%%
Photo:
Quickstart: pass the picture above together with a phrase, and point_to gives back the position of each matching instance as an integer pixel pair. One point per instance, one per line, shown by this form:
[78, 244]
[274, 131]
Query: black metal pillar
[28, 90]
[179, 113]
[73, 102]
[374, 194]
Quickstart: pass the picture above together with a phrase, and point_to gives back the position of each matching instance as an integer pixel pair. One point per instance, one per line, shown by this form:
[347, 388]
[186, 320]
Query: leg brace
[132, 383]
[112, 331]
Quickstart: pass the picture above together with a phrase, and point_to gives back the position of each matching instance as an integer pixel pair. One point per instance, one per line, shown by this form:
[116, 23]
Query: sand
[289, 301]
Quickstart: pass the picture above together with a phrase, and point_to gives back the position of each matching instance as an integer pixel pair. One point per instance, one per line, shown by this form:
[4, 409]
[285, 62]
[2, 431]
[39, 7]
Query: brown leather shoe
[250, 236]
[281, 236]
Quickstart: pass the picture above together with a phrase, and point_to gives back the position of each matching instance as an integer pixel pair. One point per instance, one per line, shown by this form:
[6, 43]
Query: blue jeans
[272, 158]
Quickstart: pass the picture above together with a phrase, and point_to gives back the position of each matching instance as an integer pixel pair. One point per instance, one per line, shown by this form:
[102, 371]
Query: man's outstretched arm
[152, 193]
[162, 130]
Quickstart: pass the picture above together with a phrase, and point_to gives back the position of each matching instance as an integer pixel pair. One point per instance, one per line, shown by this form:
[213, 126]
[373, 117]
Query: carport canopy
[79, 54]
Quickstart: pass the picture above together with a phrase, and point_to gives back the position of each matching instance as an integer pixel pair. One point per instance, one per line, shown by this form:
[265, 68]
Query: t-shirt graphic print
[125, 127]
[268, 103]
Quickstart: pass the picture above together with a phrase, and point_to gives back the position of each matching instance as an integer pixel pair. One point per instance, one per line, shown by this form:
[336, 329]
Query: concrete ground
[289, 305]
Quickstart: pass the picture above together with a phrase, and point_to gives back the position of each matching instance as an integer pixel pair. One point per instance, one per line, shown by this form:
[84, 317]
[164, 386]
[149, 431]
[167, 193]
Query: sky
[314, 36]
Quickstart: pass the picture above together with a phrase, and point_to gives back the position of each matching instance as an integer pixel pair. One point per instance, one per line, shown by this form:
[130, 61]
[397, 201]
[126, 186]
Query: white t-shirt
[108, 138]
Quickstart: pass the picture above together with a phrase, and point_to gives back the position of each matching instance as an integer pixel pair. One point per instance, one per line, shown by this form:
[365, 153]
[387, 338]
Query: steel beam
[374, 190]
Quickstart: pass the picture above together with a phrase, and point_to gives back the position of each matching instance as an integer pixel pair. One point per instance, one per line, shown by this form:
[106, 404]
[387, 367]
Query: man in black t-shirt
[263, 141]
%%
TASK STATEMENT:
The records above are to be restated word for word.

RESPONSE TO THE TASK:
Photo:
Quickstart: pass the picture above together with a phrase, and point_to gives back the position of each matching instance as an integer pixel pair. One point per instance, one per line, shown by this form:
[78, 244]
[274, 131]
Query: black metal pillar
[28, 90]
[179, 113]
[73, 102]
[374, 194]
Quickstart: pass the picture above together with a phrase, and point_to gives back the position of each matching instance as an integer pixel pair. One point per instance, one per line, shown by this form:
[347, 388]
[186, 320]
Query: leg brace
[132, 383]
[112, 331]
Quickstart: pass the picture above together with a phrase, and point_to gives back the position of each matching instance as an integer pixel pair. One point per instance, one per line, shown by this form:
[116, 23]
Query: sand
[289, 301]
Quickstart: pass the picture above together with a phrase, and point_to gives back the position of each matching instance as an integer pixel pair. One point per instance, one per line, shown by this form:
[4, 409]
[285, 62]
[2, 431]
[39, 7]
Query: brown leather shoe
[250, 236]
[281, 236]
Quickstart: pass the picture above together with a phrase, and point_to gives back the position of each matching instance as an integer pixel pair. One point per instance, one per line, shown by this form:
[6, 43]
Query: blue jeans
[272, 158]
Quickstart: pass the picture above together with a phrase, and point_to gives back the position of each matching instance as an integer pixel pair. One point per instance, one per line, shown by this form:
[102, 371]
Query: man's outstretched arm
[152, 193]
[162, 130]
Quickstart: pass the picture above together with a phrase, and point_to gives back the position of each matching instance as an integer pixel pair. One point per instance, one per line, shown by this form:
[213, 126]
[373, 117]
Query: carport canopy
[79, 54]
Quickstart: pass the picture above together with a phrase, and point_to gives back the position of each matching instance as an integer pixel pair. One point per instance, one per line, shown by this form:
[265, 68]
Query: t-shirt graphic print
[125, 127]
[268, 103]
Quickstart: pass the picture above together with a phrase, and point_to gives back the position of each matching instance as an integer pixel pair. One point per instance, one per line, shown by this form:
[336, 329]
Query: concrete ground
[289, 305]
Quickstart: pass the picture above together with a phrase, and point_to gives back the position of each matching instance as an integer pixel pair. One point per instance, one per line, shown by this form:
[84, 317]
[164, 386]
[149, 431]
[167, 193]
Query: sky
[314, 36]
Quickstart: pass the picture above together with a phrase, and point_to gives back the position of each matching instance as an integer pixel pair. One point per instance, one per line, shown by this form:
[130, 61]
[397, 201]
[126, 186]
Query: white t-shirt
[108, 138]
Quickstart: pass the picture above together with a phrase, and point_to gives back the position of each matching instance as an integer pixel pair. One point per instance, one per line, shown by this form:
[365, 153]
[387, 338]
Query: steel beam
[374, 190]
Quickstart: pass the picture above together with a phrase, and point_to gives back the position of each matching instance as an integer pixel pair. One point per instance, one per line, shown by this form:
[106, 404]
[387, 367]
Query: man in black t-shirt
[263, 141]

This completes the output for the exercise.